_ИСХОДНЫЙ ТЕКСТ_
Главное, Литература, Лицейские беседы, Общество

Алексей Симонов: «Чем дальше, тем больше я уважал отца»

Константин Симонов на даче.  Фото из личного архива А.К. Симонова

Столетие со дня рождения Константина Симонова, одного из самых ярких и до сих пор обсуждаемых советских писателей, отмечено многочисленными публикациями, передачами и фильмами. Нашему корреспонденту удалось встретиться в Москве с сыном писателя, кинорежиссером, президентом Фонда защиты гласности Алексеем Симоновым.

 

 

Алексей Симонов
Алексей Симонов

– Алексей Кириллович, первый вопрос будет о личном. Как познакомились ваши родители и почему они так мало были вместе?

– Они вместе учились в Литературном институте, мама была на два курса младше. Отец учился на поэтическом, а мать – на редакторском факультетах, там и познакомились. В институтских протоколах значится: 37-й год, на партийно-комсомольском собрании по поводу выявления врагов народа председатель собрания, председатель профкома – Евгения  Ласкина, выступает Константин Симонов. Потом они поженились, а в 39-м году родился я. Отец только успел забрать меня из роддома, как практически сразу уехал на Халхин-Гол военным корреспондентом. Там он был поэтом «Героической красноармейской», в  которую его затребовал редактор этой газеты Давид Иосифович Ортенберг.

Отец тогда уже становился известным как поэт военной темы. После Халхин-Гола стал учиться на курсах военкоров при Военно-политической Академии, а в 1940 году влюбился в актрису Валентину Серову. Влюбленность была настолько сильной, что даже врать он не мог. Не знаю, что и как там происходило, но в начале 41-го года родители расстались. Поэтому, когда мне говорят, что я сын известного писателя Константина Симонова, что у меня было с кого брать пример – отвечаю: сын известного писателя, за всю свою жизнь не живший с отцом никогда. Притом, что я знал, кто мой отец, и любил и уважал его и чем дальше, тем уважал больше.

Правда, у меня с ним были достаточно сложные отношения, периодически очень непростые, поэтому, думаю, я к отцу отношусь значительно более объективно, чем просто нормальный ребенок, выросший в нормальной семье.

 

– Расскажите про вашу маму.

_ИСХОДНЫЕ ЗАПИСИ_
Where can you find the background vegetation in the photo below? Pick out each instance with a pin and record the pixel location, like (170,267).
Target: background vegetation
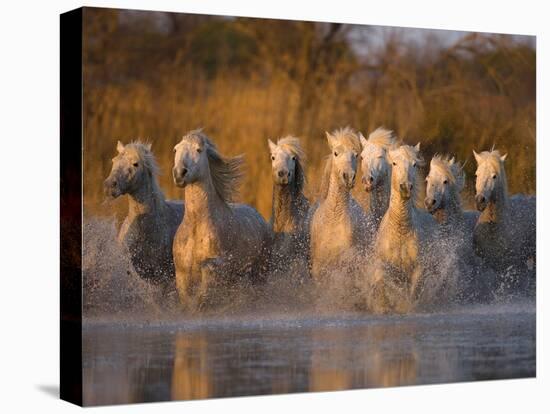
(154,76)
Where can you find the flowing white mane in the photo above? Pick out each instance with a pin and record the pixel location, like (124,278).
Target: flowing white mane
(451,170)
(383,138)
(143,150)
(226,172)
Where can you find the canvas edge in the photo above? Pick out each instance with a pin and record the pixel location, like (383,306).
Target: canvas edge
(71,36)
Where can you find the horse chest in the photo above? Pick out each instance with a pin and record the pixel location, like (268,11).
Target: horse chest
(401,251)
(335,238)
(193,244)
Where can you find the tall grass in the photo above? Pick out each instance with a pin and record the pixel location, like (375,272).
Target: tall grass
(471,95)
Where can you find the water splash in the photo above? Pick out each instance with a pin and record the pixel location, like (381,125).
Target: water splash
(114,291)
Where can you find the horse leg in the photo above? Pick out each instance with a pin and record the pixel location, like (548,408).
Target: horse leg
(415,283)
(379,301)
(210,268)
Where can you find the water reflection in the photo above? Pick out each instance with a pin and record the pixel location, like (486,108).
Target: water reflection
(138,365)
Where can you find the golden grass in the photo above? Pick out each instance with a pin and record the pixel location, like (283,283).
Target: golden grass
(450,110)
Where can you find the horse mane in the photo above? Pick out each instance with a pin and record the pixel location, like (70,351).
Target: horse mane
(453,172)
(413,154)
(348,137)
(383,138)
(226,172)
(493,157)
(143,149)
(325,178)
(292,145)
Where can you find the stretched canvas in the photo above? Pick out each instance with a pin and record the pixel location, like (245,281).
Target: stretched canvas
(253,206)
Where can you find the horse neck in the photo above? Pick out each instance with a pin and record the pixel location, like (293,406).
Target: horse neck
(338,197)
(376,201)
(202,201)
(400,213)
(148,199)
(286,207)
(497,209)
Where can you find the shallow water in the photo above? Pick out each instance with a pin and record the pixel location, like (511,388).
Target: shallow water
(222,357)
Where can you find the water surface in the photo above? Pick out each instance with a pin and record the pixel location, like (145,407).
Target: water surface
(206,358)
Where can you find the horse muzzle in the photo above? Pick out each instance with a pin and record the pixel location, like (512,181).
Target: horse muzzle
(111,188)
(178,174)
(431,204)
(349,180)
(282,177)
(405,190)
(369,183)
(481,202)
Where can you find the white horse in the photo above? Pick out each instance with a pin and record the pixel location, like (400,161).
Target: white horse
(289,205)
(444,184)
(505,233)
(149,227)
(218,243)
(376,173)
(403,238)
(338,223)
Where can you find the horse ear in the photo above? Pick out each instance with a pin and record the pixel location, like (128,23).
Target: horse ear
(272,145)
(330,140)
(477,156)
(363,140)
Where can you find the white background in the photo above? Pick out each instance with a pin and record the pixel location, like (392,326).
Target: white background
(29,191)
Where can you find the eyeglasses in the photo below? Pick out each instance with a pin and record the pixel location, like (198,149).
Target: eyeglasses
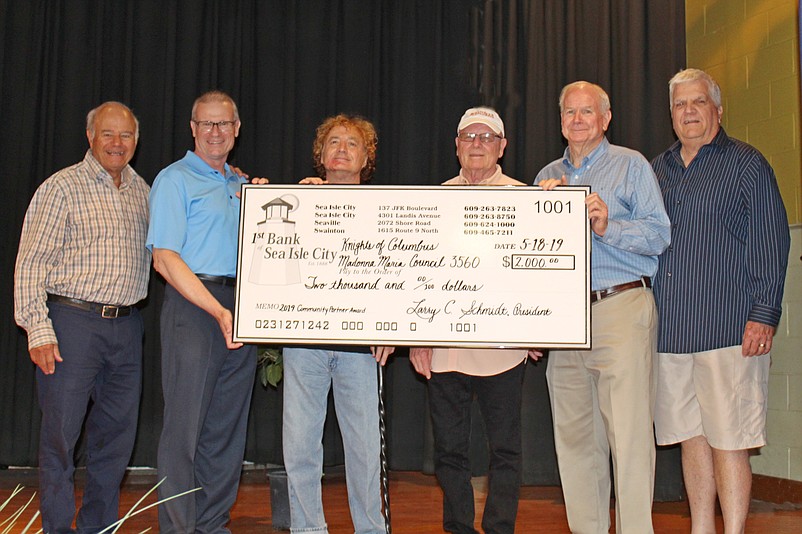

_ЗАДАНИЕ К ВЫПОЛНЕНИЮ_
Напишите продолжение интервью с Алексеем Симоновым, которое следует сразу за последней репликой.

_РЕЗУЛЬТАТ_
Алеша Симонов с мамой
Алеша Симонов с мамой

– У меня была замечательная мама. Она была литературным редактором, окончила литинститут 22 июня 1941 года и стала одним из лучших литературных редакторов. Вывела в свет десятки российских поэтов. Было это в конце пятидесятых, когда они рождались пачками. Она первая напечатала Самойлова, стихи Шаламова, она одна из первых напечатала Вознесенского. Мама имела отношение, вместе с отцом, и к публикации романа «Мастер и Маргарита» в журнале «Москва». Она и сохранила для меня отца, хотя у нее были большие к нему претензии.

 

– Когда Константин Михайлович уехал на фронт?

– 24 июня он получил предписание и уехал в Гродно. До Гродно он не доехал, к тому времени город был уже взят немцами. Поэтому он плутал по разным адресам до двадцатых чисел июля.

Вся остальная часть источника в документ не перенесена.